** Opening Source data block **

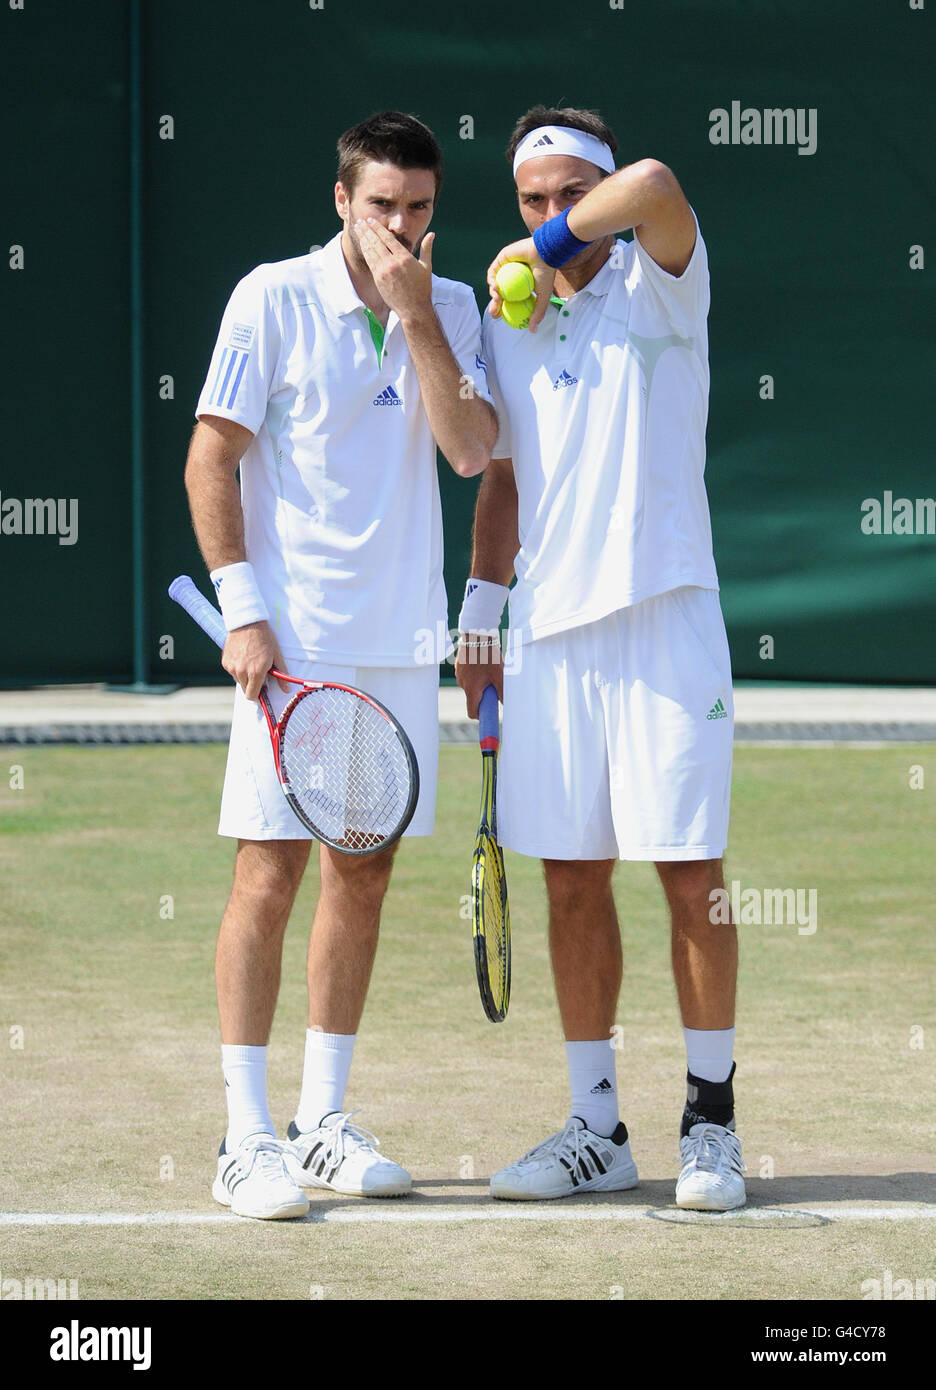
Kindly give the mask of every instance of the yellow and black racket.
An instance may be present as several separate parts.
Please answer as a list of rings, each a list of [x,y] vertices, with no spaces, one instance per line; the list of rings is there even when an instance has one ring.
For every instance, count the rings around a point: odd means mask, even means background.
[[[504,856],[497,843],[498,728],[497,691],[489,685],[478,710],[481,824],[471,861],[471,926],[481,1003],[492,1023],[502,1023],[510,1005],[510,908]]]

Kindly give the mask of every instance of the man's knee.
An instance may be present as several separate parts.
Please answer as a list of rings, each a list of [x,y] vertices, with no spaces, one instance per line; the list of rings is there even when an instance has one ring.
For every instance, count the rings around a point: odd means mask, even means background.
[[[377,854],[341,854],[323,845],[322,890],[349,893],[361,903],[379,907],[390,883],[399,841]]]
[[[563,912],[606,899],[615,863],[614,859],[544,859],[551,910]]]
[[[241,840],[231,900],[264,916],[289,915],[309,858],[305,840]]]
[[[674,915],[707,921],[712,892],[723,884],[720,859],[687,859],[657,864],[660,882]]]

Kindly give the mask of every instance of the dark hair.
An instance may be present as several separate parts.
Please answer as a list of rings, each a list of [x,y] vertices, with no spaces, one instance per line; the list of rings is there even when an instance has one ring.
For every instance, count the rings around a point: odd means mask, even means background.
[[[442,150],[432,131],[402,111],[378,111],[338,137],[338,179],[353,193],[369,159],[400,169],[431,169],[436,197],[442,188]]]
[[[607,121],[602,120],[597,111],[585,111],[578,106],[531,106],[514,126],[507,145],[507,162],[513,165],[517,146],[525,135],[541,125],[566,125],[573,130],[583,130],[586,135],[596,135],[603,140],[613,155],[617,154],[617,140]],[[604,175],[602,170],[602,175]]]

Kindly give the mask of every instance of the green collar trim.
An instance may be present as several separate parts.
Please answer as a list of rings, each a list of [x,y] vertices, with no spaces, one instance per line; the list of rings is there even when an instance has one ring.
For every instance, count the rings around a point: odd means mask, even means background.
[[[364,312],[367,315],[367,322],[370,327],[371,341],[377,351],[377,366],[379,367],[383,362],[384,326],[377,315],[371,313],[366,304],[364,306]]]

** Closing Source data block **
** Opening Source data block **

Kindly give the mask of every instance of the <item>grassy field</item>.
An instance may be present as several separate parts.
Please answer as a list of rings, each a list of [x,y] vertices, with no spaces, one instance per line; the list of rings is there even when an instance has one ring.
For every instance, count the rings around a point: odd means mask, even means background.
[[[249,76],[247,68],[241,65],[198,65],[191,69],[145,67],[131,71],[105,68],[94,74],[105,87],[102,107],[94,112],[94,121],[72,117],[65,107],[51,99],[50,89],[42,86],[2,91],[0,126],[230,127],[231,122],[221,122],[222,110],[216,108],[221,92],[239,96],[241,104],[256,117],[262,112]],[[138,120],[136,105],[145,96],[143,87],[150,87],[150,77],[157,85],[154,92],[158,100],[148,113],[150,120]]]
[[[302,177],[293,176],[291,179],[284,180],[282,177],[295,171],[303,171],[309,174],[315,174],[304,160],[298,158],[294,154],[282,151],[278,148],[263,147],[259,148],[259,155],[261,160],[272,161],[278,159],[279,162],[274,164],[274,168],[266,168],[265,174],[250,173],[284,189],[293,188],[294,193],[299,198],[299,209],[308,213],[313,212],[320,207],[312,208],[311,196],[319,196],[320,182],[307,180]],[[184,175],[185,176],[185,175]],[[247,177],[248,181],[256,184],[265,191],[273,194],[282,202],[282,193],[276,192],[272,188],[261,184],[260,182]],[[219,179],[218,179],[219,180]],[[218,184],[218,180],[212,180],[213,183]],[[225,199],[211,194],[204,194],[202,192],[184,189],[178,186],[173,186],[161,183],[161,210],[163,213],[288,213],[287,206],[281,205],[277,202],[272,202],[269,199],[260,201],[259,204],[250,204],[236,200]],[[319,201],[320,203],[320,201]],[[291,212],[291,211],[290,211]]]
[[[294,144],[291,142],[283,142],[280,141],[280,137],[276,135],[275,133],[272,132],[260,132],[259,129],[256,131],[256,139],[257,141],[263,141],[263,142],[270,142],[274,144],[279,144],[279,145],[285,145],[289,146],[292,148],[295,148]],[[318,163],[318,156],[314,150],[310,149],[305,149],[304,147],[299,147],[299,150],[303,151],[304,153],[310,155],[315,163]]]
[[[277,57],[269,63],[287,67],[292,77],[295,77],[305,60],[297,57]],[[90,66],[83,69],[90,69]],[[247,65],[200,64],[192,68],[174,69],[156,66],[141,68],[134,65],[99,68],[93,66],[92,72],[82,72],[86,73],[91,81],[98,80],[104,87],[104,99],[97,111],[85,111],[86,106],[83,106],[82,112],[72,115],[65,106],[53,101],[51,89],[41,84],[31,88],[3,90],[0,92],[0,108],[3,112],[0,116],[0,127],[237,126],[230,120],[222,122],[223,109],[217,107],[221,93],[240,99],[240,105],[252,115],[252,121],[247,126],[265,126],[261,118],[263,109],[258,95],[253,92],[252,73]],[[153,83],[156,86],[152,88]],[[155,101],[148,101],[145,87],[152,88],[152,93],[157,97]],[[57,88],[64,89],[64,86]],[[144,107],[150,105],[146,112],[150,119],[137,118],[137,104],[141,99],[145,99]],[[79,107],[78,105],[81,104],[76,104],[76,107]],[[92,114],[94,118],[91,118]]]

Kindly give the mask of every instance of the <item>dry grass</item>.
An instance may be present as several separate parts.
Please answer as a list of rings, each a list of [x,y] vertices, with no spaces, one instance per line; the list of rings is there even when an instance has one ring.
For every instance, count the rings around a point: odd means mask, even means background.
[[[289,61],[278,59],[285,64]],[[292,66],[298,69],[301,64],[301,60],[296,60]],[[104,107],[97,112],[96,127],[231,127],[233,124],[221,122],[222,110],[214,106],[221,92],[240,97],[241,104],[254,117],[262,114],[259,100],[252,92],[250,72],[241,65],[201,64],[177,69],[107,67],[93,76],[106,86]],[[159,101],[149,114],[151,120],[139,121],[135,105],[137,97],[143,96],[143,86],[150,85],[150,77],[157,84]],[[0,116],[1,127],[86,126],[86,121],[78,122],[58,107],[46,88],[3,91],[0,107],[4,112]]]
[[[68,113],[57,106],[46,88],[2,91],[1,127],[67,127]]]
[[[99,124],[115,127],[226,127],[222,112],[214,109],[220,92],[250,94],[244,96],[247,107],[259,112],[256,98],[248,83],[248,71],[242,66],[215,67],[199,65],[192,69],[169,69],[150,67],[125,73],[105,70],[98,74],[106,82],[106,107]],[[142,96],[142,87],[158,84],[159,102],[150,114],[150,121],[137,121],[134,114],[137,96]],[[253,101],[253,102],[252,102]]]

** Closing Source data block **
** Opening Source data block **

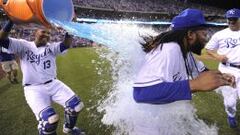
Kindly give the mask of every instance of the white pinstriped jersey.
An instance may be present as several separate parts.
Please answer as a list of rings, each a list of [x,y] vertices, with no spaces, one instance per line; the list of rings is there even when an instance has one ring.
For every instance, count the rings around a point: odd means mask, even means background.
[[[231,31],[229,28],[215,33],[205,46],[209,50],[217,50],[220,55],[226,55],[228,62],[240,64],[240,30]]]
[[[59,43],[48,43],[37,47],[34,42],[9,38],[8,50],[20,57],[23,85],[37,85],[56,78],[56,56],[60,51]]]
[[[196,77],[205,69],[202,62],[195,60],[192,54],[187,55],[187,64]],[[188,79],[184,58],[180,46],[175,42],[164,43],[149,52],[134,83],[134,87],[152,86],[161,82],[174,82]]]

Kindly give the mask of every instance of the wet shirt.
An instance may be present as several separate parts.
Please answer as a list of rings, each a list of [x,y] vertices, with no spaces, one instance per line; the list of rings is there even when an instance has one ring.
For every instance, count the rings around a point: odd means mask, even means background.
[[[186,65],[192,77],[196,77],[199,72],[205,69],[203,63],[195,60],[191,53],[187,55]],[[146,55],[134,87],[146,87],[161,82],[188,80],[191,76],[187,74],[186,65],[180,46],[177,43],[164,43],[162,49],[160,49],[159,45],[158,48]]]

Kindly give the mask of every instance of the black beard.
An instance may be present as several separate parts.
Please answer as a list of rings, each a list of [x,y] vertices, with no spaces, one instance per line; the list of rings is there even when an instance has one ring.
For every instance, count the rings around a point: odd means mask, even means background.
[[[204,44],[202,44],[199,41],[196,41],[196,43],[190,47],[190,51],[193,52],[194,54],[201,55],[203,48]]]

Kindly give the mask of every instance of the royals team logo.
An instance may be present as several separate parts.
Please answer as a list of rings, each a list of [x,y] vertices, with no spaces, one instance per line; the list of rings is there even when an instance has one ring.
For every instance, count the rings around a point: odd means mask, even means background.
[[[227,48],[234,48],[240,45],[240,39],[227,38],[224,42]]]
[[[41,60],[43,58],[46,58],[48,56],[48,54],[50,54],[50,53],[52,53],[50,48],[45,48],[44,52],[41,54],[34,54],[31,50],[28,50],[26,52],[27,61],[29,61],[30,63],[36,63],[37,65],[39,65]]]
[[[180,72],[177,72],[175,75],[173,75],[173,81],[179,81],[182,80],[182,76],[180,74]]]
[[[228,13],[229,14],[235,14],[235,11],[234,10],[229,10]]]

** Closing Source data block **

### What you have to do
Gather each line of the listing that holds the string "black".

### Result of the task
Kindly give the mask of every instance of the yellow and black racket.
Kindly give the mask of every instance of the black beard.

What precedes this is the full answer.